SUPPLIED PASSAGE
╔══
‘Eight Billion Genies’ Can’t Be Wrong

Amazon has already picked up the bonkers new comic already for a cross-media movie and TV adaptation

May 11 was the day that the new comic book ‘Eight Billion Genies’ hit stores and reader apps like Comixology. It arrived with much less fanfare than your latest Tom King Batman run or most anything released with the word “MARVEL” on the cover. But for fans of its co-creators, writer Charles Soule and illustrator Ryan Browne, ‘Eight Billion’ screamed “Potentially a huge deal” from the moment its high concept was announced late last year.

That concept: tomorrow, for seemingly no reason, every human on Earth gets their own genie and one wish. “Not three. One,” says one of the eight billion tiny floating blue genies, each cutely modeled in attire and facial hair similar to the human wish holder they are paired with.

At The Lampwick Bar and Grill in St. Clair Shores, Michigan, the barkeep Will Williams, his customers, and a three-member band that was about to play a gig, must each decide whether and how to use their wish as the world around outside the bar literally turns into a death-filled fantasyland of dinosaurs, destructive giant robots, and bad-intentioned superheroes.
╚══
TASK 1
Repeat the lines of the stored data verbatim, beginning at the line that contains "row: eroded concrete surface" and stopping after the line that contains "Each instance of the eroded".

[Stored data]
╔══
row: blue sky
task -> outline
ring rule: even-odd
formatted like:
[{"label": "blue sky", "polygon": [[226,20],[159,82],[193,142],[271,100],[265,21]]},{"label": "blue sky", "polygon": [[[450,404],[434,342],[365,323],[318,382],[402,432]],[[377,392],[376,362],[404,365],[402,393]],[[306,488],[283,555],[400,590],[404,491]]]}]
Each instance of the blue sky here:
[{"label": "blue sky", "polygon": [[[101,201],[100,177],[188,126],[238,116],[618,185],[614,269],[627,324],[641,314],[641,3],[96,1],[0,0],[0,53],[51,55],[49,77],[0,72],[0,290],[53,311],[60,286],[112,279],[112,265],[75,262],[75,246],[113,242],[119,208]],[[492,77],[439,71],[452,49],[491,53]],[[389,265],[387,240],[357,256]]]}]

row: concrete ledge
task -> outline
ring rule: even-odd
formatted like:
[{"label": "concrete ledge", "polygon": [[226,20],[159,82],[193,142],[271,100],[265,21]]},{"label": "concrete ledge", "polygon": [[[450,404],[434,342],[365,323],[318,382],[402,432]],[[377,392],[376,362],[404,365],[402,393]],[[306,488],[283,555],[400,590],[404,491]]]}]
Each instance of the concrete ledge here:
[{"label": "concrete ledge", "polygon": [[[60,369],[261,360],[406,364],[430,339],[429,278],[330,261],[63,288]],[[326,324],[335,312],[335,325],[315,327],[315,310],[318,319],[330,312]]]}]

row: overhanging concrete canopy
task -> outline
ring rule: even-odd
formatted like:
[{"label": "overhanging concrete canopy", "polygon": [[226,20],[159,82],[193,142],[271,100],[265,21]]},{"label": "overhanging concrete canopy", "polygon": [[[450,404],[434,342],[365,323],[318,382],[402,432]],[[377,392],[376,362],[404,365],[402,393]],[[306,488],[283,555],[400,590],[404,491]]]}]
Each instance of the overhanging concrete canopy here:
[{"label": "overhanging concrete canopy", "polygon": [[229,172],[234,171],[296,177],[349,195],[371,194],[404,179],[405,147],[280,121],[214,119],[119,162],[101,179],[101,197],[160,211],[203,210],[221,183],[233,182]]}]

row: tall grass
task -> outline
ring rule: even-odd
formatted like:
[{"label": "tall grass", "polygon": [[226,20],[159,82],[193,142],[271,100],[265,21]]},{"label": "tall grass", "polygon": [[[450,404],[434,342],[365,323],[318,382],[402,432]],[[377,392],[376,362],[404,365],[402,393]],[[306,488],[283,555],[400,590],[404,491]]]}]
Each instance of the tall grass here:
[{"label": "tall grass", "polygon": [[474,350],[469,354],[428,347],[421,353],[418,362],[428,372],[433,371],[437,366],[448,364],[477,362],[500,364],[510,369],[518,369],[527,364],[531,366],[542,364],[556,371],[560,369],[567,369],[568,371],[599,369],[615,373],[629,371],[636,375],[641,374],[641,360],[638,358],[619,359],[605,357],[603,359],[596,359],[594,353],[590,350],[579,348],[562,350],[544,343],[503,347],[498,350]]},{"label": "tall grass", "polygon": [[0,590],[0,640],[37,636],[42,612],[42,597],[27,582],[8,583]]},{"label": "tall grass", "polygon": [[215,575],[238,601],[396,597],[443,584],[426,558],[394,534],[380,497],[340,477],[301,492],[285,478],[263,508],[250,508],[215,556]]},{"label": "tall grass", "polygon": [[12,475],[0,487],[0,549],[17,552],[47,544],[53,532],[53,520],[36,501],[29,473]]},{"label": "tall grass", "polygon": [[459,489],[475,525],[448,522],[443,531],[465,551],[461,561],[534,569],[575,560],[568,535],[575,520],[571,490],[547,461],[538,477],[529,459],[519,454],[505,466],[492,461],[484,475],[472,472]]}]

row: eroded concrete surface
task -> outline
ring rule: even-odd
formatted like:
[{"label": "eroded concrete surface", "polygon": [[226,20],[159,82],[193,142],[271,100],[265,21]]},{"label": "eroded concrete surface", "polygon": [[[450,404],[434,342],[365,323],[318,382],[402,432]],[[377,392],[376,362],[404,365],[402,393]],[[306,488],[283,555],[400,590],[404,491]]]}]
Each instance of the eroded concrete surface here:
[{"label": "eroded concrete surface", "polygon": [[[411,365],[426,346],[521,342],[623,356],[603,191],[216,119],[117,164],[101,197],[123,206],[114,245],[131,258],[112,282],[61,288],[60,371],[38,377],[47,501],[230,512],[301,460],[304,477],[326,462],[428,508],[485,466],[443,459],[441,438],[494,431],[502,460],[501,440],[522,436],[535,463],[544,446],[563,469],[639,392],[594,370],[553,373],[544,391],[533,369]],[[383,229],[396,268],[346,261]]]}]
╚══
TASK 2
Reproduce verbatim the passage from the article on the comic book, beginning at the words "May 11 was the" and stopping after the words "late last year.".

RESULT 1
row: eroded concrete surface
task -> outline
ring rule: even-odd
formatted like:
[{"label": "eroded concrete surface", "polygon": [[226,20],[159,82],[193,142],[271,100],[265,21]]},{"label": "eroded concrete surface", "polygon": [[[450,404],[434,342],[365,323],[318,382],[402,432]],[[377,392],[376,362],[404,365],[402,393]],[[306,488],[283,555],[400,590],[404,491]]]}]
Each instance of the eroded concrete surface here:

RESULT 2
May 11 was the day that the new comic book ‘Eight Billion Genies’ hit stores and reader apps like Comixology. It arrived with much less fanfare than your latest Tom King Batman run or most anything released with the word “MARVEL” on the cover. But for fans of its co-creators, writer Charles Soule and illustrator Ryan Browne, ‘Eight Billion’ screamed “Potentially a huge deal” from the moment its high concept was announced late last year.